* [What you need to do]:
Update the data below by changing every "keypoint" to "marker" and leaving all other text as it is.
»»
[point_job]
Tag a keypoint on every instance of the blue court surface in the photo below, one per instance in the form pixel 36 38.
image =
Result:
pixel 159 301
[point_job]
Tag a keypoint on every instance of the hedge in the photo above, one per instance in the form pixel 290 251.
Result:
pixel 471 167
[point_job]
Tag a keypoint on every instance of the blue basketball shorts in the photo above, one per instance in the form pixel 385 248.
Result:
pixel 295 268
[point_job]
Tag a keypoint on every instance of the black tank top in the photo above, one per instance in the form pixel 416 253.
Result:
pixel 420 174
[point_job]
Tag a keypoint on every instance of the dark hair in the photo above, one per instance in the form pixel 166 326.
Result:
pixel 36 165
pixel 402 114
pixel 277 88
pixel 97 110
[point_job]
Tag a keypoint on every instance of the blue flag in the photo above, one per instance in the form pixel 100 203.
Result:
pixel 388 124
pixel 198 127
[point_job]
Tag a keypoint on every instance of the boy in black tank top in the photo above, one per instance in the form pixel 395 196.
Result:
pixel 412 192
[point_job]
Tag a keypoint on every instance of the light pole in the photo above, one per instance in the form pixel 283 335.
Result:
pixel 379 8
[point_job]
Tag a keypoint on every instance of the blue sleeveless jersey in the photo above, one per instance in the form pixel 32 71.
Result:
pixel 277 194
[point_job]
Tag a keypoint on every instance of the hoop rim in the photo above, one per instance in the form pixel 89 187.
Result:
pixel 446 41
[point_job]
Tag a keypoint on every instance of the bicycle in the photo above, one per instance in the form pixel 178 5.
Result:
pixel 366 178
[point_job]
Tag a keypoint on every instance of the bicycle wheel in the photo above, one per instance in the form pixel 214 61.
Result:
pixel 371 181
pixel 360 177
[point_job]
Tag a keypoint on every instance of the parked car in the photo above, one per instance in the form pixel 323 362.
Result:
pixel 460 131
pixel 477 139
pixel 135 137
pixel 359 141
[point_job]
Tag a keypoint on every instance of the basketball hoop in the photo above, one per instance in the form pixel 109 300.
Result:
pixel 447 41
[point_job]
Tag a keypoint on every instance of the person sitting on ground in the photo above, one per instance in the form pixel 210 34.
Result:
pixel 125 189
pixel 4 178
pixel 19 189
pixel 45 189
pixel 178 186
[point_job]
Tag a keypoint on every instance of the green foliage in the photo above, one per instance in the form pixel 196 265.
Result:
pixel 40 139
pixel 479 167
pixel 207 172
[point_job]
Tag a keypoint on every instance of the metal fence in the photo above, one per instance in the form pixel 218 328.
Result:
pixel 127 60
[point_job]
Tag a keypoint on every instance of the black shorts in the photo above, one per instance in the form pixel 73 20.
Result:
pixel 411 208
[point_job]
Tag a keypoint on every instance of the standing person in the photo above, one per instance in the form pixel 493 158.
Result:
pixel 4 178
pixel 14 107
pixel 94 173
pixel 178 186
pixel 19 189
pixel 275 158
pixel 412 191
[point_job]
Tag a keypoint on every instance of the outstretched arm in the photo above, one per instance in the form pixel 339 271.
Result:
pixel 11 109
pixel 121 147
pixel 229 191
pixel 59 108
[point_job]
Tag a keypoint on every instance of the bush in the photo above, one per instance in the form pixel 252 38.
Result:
««
* [Exercise response]:
[point_job]
Tag a marker on every instance of the blue court surface in the photo below, one per instance in the form pixel 36 38.
image =
Result:
pixel 159 301
[point_job]
Tag a marker on every instance of the hedge in the photo above, one per instance in the form pixel 290 251.
Result:
pixel 471 167
[point_job]
Tag a marker on every instance of the blue basketball shorts in the photo above, one per instance in the form pixel 385 248.
Result:
pixel 295 268
[point_job]
Tag a marker on every instance of the black tank top in the photo above, one per instance in the form pixel 416 253.
Result:
pixel 420 174
[point_job]
Tag a marker on every instance of the dark hair in the photo above, one per instance in the form pixel 166 326.
Result:
pixel 36 165
pixel 402 114
pixel 277 88
pixel 97 110
[point_job]
Tag a marker on every instance of the blue flag in the photo above, one per instance in the form pixel 100 203.
Result:
pixel 388 124
pixel 198 127
[point_job]
Tag a marker on every instance of the boy in black tank top in the photo above, one per instance in the form pixel 395 196.
Result:
pixel 412 192
[point_job]
Tag a marker on every instance of the light pole in the photo above, one per instance in the form pixel 283 335.
Result:
pixel 379 8
[point_job]
Tag a marker on every instance of the blue sleeveless jersey in the photo above, one per instance in the form pixel 32 71.
Result:
pixel 277 194
[point_job]
Tag a marker on every instance of the hoop rim in the photo above, one per instance in the form pixel 89 187.
Result:
pixel 446 41
[point_job]
Tag a marker on every instance of the bicycle in the photo above, one per instance in the form pixel 178 5.
Result:
pixel 366 178
[point_job]
Tag a marker on every instance of the bicycle wheel in the photo above, one per instance in the form pixel 214 61.
Result:
pixel 371 181
pixel 360 177
[point_job]
Tag a marker on every instance of the parked car in the photo above, one per instance in the form pixel 323 362.
Result:
pixel 460 131
pixel 477 139
pixel 135 137
pixel 359 141
[point_job]
Tag a marker on every instance of the basketball hoop in the photo above, one per instance in the form pixel 109 300.
Result:
pixel 447 41
[point_job]
Tag a marker on every instance of the person sitting on ground in the photo above, one per instance in the form pixel 210 34.
Result:
pixel 125 189
pixel 4 178
pixel 19 189
pixel 45 189
pixel 178 186
[point_job]
Tag a marker on every instance of the green foliage in the photo above, one per instance in the form pixel 196 265.
Result:
pixel 40 139
pixel 479 167
pixel 207 172
[point_job]
Tag a marker on every instance of the metal fence in the photo above, one per instance in the form pixel 218 328.
Result:
pixel 127 60
[point_job]
Tag a marker on every instance of the black shorts in the photo above, one per instance in the form pixel 73 20.
Result:
pixel 411 208
[point_job]
Tag a marker on every instance of the standing person in the photo above, one per instance in the form pixel 493 158.
Result:
pixel 4 178
pixel 14 107
pixel 94 173
pixel 178 186
pixel 19 189
pixel 275 158
pixel 412 191
[point_job]
Tag a marker on every instance of the outstretched arm in the photo above, one per instance in the form pixel 339 271.
Result:
pixel 11 109
pixel 121 147
pixel 229 191
pixel 59 108
[point_job]
Tag a marker on every instance of the bush in the photo above, one per instance in the form pixel 252 38.
Result:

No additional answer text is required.